_Exercise_: Output each record below exactly. No images go in the copy.

_Input records_:
== == ==

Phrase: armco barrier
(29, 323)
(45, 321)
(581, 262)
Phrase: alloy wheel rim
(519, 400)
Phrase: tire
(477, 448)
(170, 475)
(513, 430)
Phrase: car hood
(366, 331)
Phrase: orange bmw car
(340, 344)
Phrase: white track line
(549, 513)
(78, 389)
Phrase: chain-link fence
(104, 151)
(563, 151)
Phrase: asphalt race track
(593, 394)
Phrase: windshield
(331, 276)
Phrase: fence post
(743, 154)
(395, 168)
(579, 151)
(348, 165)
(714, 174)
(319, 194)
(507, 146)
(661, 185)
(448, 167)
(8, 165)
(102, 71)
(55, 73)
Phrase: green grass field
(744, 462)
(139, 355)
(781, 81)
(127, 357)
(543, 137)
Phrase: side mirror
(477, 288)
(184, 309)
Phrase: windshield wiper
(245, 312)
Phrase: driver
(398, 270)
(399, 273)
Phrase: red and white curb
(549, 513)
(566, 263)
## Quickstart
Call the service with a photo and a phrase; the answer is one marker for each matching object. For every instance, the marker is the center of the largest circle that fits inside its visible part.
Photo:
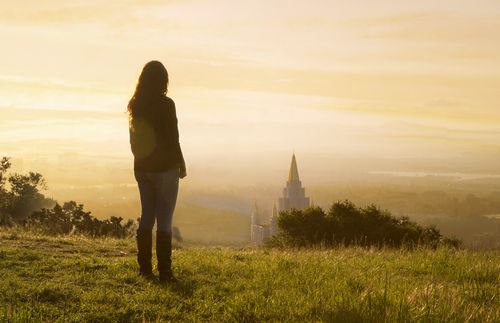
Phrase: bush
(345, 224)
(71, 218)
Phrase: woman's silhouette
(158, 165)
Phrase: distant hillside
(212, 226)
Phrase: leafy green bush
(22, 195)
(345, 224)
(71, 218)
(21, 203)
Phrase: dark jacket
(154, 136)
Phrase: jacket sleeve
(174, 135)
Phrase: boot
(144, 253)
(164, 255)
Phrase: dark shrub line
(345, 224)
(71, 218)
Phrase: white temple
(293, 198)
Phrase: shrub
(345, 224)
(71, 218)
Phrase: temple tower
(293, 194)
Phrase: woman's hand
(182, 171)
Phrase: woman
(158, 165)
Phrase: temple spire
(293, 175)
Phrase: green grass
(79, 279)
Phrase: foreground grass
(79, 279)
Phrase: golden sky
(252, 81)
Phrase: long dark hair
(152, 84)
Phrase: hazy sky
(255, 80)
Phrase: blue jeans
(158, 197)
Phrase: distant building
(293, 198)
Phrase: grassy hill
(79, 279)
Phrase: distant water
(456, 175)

== == ==

_Answer to this problem_:
Phrase: armco barrier
(29, 323)
(45, 321)
(581, 262)
Phrase: alloy wheel rim
(519, 400)
Phrase: tire
(477, 448)
(170, 475)
(513, 430)
Phrase: car hood
(366, 331)
Phrase: orange bmw car
(340, 344)
Phrase: white track line
(549, 513)
(78, 389)
Phrase: chain-link fence
(104, 151)
(563, 151)
Phrase: asphalt race track
(593, 394)
Phrase: windshield
(331, 276)
Phrase: fence post
(743, 154)
(395, 168)
(579, 151)
(348, 165)
(714, 174)
(319, 194)
(507, 146)
(661, 185)
(448, 167)
(8, 165)
(102, 71)
(55, 73)
Phrase: green grass field
(744, 462)
(139, 355)
(781, 81)
(127, 357)
(543, 137)
Phrase: side mirror
(477, 288)
(184, 309)
Phrase: windshield wiper
(245, 312)
Phrase: driver
(398, 270)
(399, 273)
Phrase: red and white curb
(549, 513)
(566, 263)
## Quickstart
Call the service with a photo and a phrase; the answer is one marker for each matching object. For every instance, the marker is the center of the largest circle that fits inside its visible part.
Photo:
Phrase: bush
(345, 224)
(71, 218)
Phrase: woman's silhouette
(158, 165)
Phrase: distant hillside
(212, 226)
Phrase: leafy green bush
(22, 195)
(345, 224)
(71, 218)
(21, 203)
Phrase: dark jacket
(154, 136)
Phrase: jacket sleeve
(174, 135)
Phrase: boot
(144, 253)
(164, 255)
Phrase: dark shrub line
(345, 224)
(71, 218)
Phrase: white temple
(293, 198)
Phrase: shrub
(345, 224)
(71, 218)
Phrase: temple tower
(293, 194)
Phrase: woman's hand
(182, 171)
Phrase: woman
(158, 165)
Phrase: temple spire
(293, 175)
Phrase: green grass
(79, 279)
Phrase: foreground grass
(79, 279)
Phrase: golden sky
(252, 81)
Phrase: long dark hair
(152, 84)
Phrase: hazy sky
(255, 80)
Phrase: blue jeans
(158, 197)
Phrase: distant building
(293, 198)
Phrase: grassy hill
(79, 279)
Phrase: distant water
(456, 175)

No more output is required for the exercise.